In the opinion piece below about New York City's mayoral primary count, turn the paragraph beginning "One possible explanation is incompetence" into a short bulleted list that keeps its main facts.

(EXCERPT)
################
Thomas L. Knapp

Confusion reigns. More than a week after Democratic voters from New York City's five boroughs cast their primary ballots, we still don't know who those voters chose as their party's nominee for mayor. Seven days after the polls closed, the city's Board of Elections issued preliminary results, then quickly withdrew them, citing a discrepancy in which test ballots were counted along with real votes.

Opponents of Ranked Choice VotingĀ  are having a public field day, declaring that the results - or, rather, lack of results - prove the method is defective. It's just too complicated, they claim, for the average voter to figure out.

They're wrong. The New York City Board of Elections's apparent inability to quickly, competently and accurately count votes isn't an indictment of Ranked Choice Voting. It's an indictment of the New York City Board of Elections.

What's going on here? What's the problem?

One possible explanation is incompetence. Mike Ryan, the board's director, went on extended medical leave after his relationship with a voting machine vendor led to calls for a conflict of interest investigation. His absence left the board's operations in the hands of deputy executive director Dawn Sandow, who may be a token Republican appointee rather than a skilled administrator. An anonymous fellow GOP official tells the New York Post that Sandow "isn't very qualified to run a large agency."
################
(AVAILABLE DATA)
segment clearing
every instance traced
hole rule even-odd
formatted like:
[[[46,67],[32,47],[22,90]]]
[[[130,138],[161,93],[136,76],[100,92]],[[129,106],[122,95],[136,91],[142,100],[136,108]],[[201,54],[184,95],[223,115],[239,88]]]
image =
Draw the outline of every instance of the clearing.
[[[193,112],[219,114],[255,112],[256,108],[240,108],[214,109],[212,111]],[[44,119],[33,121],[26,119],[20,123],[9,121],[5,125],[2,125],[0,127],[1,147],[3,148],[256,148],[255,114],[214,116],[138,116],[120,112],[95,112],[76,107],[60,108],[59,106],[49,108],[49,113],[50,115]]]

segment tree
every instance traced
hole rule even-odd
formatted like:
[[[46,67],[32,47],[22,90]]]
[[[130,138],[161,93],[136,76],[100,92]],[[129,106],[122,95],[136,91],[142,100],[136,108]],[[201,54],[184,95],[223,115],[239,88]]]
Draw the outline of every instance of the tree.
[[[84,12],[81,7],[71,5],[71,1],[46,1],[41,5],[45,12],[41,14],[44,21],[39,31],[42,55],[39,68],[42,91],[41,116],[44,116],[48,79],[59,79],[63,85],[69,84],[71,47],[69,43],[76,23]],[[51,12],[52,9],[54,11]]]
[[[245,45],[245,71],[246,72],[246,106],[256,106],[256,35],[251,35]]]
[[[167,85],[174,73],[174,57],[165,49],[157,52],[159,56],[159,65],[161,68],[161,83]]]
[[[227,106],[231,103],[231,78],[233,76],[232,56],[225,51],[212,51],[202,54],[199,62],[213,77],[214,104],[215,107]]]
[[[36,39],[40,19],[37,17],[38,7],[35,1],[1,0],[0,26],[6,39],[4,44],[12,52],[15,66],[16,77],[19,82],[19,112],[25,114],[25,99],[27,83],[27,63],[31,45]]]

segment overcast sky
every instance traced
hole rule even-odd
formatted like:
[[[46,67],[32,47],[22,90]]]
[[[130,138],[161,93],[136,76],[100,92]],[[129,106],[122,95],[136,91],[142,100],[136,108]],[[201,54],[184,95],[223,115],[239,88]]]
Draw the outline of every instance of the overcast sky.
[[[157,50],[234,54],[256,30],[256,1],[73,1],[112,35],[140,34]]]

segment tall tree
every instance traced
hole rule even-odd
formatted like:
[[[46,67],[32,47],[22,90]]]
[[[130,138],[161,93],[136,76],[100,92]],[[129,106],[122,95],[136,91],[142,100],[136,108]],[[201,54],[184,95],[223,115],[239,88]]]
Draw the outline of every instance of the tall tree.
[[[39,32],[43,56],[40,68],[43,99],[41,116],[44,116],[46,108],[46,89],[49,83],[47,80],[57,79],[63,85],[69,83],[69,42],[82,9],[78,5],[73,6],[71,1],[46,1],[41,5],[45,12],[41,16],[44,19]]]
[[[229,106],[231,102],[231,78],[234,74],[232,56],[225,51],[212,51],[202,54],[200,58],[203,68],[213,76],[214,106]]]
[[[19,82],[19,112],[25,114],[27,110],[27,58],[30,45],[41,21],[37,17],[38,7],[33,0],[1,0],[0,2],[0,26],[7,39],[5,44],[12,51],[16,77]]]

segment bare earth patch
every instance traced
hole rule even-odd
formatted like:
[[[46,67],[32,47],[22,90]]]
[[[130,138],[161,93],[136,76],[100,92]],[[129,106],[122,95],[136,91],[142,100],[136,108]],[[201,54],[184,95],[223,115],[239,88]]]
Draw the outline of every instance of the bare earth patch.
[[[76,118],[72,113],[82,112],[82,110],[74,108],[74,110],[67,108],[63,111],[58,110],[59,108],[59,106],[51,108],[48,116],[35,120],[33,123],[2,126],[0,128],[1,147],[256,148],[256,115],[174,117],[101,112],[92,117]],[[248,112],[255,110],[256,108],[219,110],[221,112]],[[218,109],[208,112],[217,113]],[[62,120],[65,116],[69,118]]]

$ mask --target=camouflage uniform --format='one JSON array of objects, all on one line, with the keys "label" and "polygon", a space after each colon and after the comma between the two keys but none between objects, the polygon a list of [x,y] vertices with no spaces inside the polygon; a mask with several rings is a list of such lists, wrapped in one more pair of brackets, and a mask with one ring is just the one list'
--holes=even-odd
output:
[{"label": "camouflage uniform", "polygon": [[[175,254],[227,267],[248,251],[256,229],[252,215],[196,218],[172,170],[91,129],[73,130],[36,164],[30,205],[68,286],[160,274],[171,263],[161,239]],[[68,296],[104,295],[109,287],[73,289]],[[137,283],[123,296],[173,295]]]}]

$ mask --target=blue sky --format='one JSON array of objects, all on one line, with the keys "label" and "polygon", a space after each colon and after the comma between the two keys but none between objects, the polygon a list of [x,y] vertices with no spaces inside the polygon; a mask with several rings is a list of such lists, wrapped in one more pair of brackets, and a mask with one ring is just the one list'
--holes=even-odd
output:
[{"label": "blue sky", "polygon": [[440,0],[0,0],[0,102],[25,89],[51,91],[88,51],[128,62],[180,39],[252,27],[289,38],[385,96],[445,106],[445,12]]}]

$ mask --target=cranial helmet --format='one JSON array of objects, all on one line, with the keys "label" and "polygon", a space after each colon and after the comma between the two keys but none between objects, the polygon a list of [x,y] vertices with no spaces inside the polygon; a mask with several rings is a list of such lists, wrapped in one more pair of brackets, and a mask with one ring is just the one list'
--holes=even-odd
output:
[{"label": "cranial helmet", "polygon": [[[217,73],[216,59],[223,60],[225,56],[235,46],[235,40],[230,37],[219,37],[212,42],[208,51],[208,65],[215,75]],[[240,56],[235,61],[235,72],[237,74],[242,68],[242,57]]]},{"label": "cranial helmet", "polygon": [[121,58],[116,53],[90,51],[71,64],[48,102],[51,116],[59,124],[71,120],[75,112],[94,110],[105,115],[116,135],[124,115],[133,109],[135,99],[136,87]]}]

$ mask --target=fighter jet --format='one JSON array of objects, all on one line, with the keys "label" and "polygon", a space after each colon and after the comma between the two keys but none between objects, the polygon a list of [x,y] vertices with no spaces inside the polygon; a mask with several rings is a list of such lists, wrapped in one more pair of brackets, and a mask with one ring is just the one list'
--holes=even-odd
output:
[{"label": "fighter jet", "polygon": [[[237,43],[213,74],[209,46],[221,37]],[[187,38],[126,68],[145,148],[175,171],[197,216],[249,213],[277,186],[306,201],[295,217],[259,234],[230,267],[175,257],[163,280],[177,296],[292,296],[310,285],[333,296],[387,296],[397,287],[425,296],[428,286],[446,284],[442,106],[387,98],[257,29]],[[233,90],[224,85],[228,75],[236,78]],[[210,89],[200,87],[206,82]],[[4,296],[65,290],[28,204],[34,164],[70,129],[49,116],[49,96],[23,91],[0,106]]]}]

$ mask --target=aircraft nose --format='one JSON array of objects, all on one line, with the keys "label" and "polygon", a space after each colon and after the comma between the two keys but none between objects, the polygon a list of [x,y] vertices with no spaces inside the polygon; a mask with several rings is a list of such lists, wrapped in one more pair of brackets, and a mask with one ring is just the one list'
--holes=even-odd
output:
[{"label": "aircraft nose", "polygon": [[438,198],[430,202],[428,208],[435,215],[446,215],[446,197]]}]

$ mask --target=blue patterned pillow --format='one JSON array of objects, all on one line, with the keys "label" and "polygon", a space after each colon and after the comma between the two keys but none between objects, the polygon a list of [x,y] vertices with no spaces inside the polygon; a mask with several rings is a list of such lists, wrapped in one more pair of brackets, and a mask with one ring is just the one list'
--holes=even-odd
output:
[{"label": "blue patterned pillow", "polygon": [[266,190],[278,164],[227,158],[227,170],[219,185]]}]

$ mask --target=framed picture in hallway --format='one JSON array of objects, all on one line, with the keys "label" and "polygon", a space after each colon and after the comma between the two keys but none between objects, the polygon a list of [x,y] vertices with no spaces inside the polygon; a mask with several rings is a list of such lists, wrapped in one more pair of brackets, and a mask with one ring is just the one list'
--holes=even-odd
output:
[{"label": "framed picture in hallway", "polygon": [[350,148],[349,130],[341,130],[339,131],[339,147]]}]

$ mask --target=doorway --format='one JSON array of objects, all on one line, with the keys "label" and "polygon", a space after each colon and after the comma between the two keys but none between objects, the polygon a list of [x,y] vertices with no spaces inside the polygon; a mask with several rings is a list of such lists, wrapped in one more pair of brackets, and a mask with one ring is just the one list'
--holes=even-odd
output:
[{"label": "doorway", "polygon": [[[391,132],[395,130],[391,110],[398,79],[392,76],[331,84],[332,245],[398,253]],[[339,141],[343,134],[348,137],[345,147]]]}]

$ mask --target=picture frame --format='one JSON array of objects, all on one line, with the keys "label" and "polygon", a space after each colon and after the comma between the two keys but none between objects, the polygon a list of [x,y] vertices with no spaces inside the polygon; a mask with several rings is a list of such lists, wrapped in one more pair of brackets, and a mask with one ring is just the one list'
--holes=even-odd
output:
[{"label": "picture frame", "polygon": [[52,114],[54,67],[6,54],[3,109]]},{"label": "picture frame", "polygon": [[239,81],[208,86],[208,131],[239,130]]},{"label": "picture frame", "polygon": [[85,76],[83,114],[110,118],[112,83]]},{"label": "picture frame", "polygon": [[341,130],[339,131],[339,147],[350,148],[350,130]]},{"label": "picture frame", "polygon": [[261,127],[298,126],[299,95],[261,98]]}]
################
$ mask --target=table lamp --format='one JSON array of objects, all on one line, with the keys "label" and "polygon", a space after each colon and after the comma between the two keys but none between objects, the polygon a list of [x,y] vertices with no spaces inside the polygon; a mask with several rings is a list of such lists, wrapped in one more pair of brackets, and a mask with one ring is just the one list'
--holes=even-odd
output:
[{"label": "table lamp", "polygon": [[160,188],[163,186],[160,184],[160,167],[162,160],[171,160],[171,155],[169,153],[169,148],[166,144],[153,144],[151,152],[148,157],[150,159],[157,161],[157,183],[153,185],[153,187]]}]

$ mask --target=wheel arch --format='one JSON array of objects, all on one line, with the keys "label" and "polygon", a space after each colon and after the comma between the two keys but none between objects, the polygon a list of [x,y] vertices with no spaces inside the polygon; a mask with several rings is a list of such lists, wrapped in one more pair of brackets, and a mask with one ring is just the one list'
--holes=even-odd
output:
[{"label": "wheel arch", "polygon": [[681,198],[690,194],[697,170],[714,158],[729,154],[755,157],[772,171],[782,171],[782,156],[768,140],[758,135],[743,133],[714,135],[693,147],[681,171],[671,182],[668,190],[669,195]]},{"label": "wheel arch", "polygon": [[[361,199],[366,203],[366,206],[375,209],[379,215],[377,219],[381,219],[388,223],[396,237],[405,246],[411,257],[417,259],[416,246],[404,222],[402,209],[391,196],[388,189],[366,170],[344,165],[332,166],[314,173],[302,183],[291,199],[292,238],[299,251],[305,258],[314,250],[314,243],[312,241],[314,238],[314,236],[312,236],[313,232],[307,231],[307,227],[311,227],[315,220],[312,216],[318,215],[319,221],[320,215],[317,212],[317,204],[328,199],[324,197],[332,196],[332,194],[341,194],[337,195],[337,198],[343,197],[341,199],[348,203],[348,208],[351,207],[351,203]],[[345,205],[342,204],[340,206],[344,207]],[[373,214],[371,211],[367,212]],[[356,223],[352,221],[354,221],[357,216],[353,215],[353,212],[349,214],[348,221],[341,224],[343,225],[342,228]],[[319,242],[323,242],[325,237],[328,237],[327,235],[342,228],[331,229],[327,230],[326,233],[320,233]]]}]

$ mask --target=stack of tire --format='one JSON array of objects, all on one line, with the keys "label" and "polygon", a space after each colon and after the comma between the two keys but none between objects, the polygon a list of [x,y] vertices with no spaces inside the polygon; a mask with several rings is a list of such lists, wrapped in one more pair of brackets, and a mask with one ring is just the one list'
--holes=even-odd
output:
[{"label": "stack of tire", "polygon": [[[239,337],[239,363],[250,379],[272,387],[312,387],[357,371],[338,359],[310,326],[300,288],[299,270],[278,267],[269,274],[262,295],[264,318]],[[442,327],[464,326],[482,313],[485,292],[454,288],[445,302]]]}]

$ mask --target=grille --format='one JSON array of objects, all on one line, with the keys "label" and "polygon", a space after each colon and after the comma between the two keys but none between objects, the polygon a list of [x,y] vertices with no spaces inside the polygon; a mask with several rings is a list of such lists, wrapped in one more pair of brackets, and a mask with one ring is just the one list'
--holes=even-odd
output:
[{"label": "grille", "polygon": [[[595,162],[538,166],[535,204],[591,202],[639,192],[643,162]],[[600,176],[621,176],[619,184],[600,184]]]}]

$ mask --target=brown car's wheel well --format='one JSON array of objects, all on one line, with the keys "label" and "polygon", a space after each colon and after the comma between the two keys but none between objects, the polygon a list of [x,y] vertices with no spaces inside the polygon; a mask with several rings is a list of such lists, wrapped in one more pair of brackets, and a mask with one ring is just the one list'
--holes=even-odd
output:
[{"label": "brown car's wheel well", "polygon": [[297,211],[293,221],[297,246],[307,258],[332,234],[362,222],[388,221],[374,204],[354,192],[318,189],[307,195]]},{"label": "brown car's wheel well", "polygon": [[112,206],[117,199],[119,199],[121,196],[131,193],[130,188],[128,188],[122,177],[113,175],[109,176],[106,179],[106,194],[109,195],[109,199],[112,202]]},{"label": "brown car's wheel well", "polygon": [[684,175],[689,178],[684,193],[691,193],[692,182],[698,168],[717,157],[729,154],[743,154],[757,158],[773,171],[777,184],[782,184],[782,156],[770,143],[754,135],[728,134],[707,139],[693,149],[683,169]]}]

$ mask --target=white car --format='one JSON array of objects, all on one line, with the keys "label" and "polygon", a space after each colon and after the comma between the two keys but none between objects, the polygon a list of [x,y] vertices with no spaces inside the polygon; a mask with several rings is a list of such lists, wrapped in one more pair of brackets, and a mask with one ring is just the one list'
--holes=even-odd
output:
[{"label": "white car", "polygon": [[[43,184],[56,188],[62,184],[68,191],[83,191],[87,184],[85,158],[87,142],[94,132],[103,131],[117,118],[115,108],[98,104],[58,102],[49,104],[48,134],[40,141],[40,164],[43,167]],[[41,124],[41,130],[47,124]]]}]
################
(REPLY)
- Incompetence is one possible explanation.
- Board director Mike Ryan went on extended medical leave after his relationship with a voting machine vendor led to calls for a conflict of interest investigation.
- Deputy executive director Dawn Sandow was left running the board's operations and may be a token Republican appointee rather than a skilled administrator.
- An anonymous GOP official told the New York Post that Sandow "isn't very qualified to run a large agency."